VORLIEGENDER TEXT:
:::
In der Zwischenwelt hat man sieben Monde Zeit, in denen man überprüft, gewogen und vermessen wird. Wer Glück hat, darf am Ende der Prozedur ins Reich des Vergessens weiterreisen. Wer Pech hat, muss bleiben und läuft Gefahr, in den Einflussbereich der wirklich bösen Dämonen zu geraten, die sich von reiner Verzweiflung ernähren. Maali ist viel zu abenteuerlustig, um den leichten Weg zu gehen. Zudem möchte er herausfinden, wer ihn umgebracht hat. Und dann sind da auch noch seine Fotos im Geheimversteck, die Beweise für geschehenes, politisch initiiertes Unrecht liefern. Soll denn von seiner Arbeit, seinem Leben wirklich nichts zurückbleiben? Maali begibt sich auf die Suche. Wie bereits zu Lebzeiten kooperiert er mit der Halbwelt, deren Regeln es ihm zu bestimmten Konditionen möglich machen, durch die Lüfte zu den Orten getragen zu werden, an denen er bereits gewesen ist. Er muss nur seinen Namen erlauschen und dem Laut folgen. Auf diese Art und Weise trifft er seine Freunde, Kollegen und Familienmitglieder wieder. Dabei erfährt er manche Neuigkeit, manche Überraschung. Selbstverständlich darf er sich nicht zu erkennen geben, er ist für die Lebenden unsichtbar. Dadurch wird seine Mission sehr erschwert, fast unmöglich. Es gilt Hindernisse zu überwinden, Kompromisse zu schließen und Gefahren auch für die Lebenden zu parieren. Dabei lernen wir lernen Maali in all seiner Komplexität immer besser kennen.
:::
DATENSÄTZE:

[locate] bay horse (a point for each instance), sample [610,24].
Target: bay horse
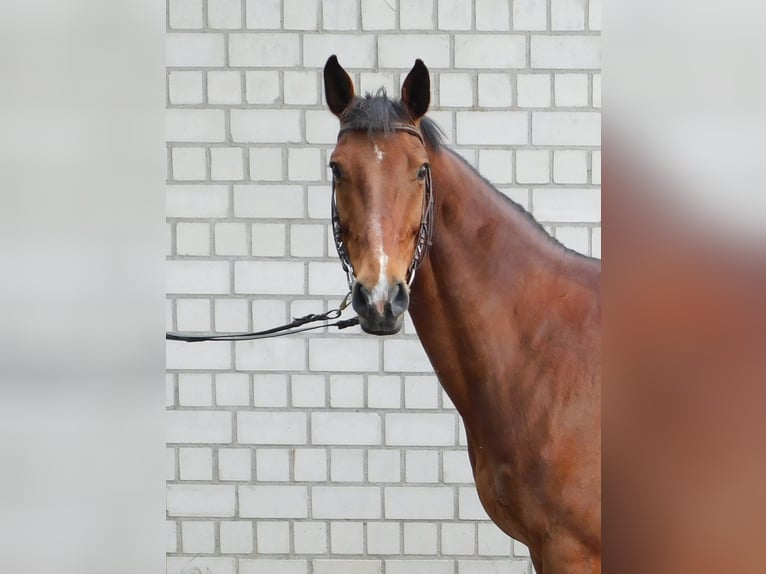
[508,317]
:::
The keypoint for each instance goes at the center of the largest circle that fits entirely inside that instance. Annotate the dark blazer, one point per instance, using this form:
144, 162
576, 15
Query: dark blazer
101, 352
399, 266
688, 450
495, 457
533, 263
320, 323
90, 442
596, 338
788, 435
:::
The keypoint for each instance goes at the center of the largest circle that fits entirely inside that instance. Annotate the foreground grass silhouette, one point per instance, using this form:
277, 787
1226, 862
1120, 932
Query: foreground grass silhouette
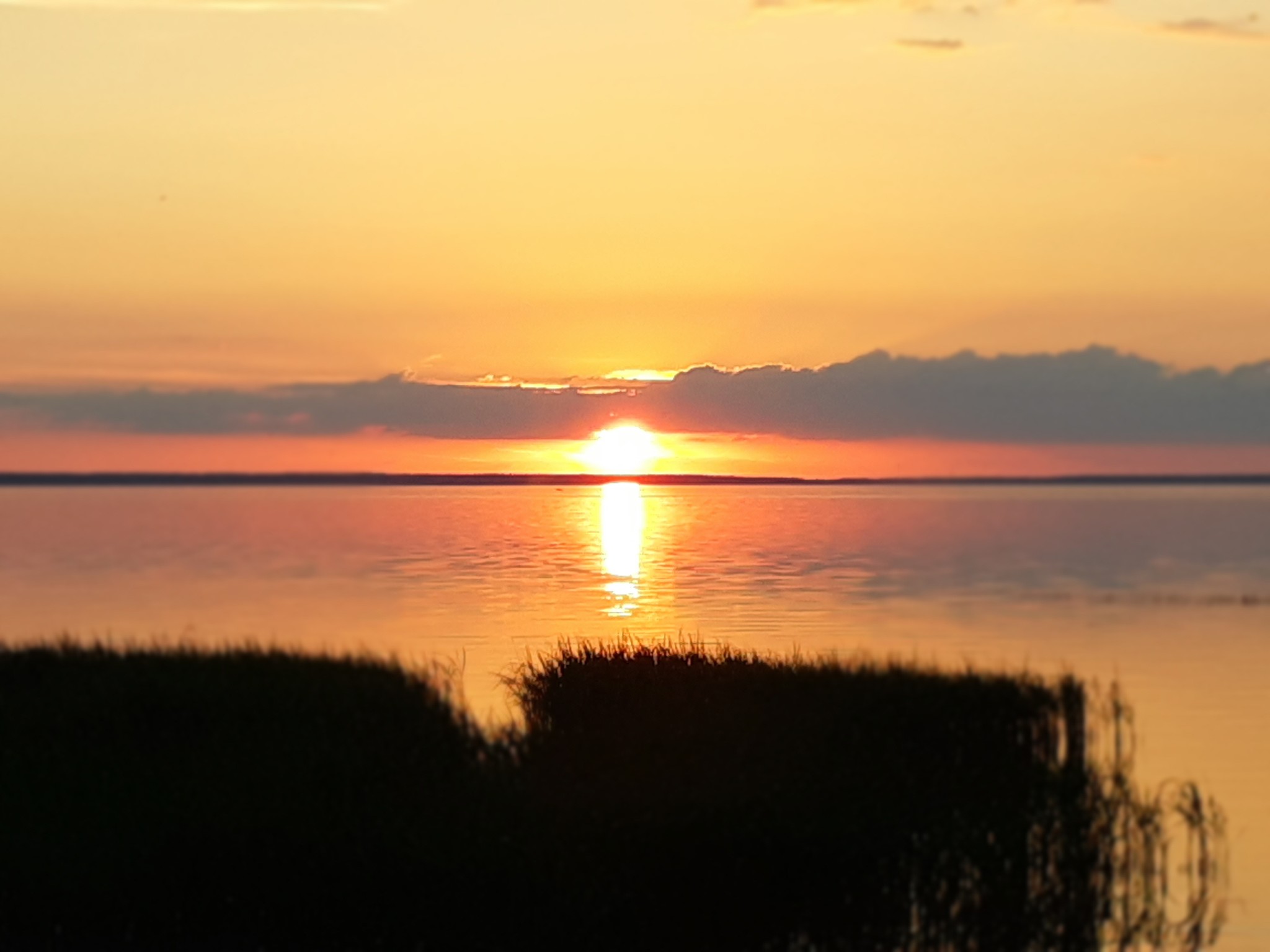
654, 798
:::
AUFGABENSTELLUNG: Schreiben Sie den Text über Maali in der Zwischenwelt vollständig und Wort für Wort ab.

ANTWORT:
In der Zwischenwelt hat man sieben Monde Zeit, in denen man überprüft, gewogen und vermessen wird. Wer Glück hat, darf am Ende der Prozedur ins Reich des Vergessens weiterreisen. Wer Pech hat, muss bleiben und läuft Gefahr, in den Einflussbereich der wirklich bösen Dämonen zu geraten, die sich von reiner Verzweiflung ernähren. Maali ist viel zu abenteuerlustig, um den leichten Weg zu gehen. Zudem möchte er herausfinden, wer ihn umgebracht hat. Und dann sind da auch noch seine Fotos im Geheimversteck, die Beweise für geschehenes, politisch initiiertes Unrecht liefern. Soll denn von seiner Arbeit, seinem Leben wirklich nichts zurückbleiben? Maali begibt sich auf die Suche. Wie bereits zu Lebzeiten kooperiert er mit der Halbwelt, deren Regeln es ihm zu bestimmten Konditionen möglich machen, durch die Lüfte zu den Orten getragen zu werden, an denen er bereits gewesen ist. Er muss nur seinen Namen erlauschen und dem Laut folgen. Auf diese Art und Weise trifft er seine Freunde, Kollegen und Familienmitglieder wieder. Dabei erfährt er manche Neuigkeit, manche Überraschung. Selbstverständlich darf er sich nicht zu erkennen geben, er ist für die Lebenden unsichtbar. Dadurch wird seine Mission sehr erschwert, fast unmöglich. Es gilt Hindernisse zu überwinden, Kompromisse zu schließen und Gefahren auch für die Lebenden zu parieren. Dabei lernen wir lernen Maali in all seiner Komplexität immer besser kennen.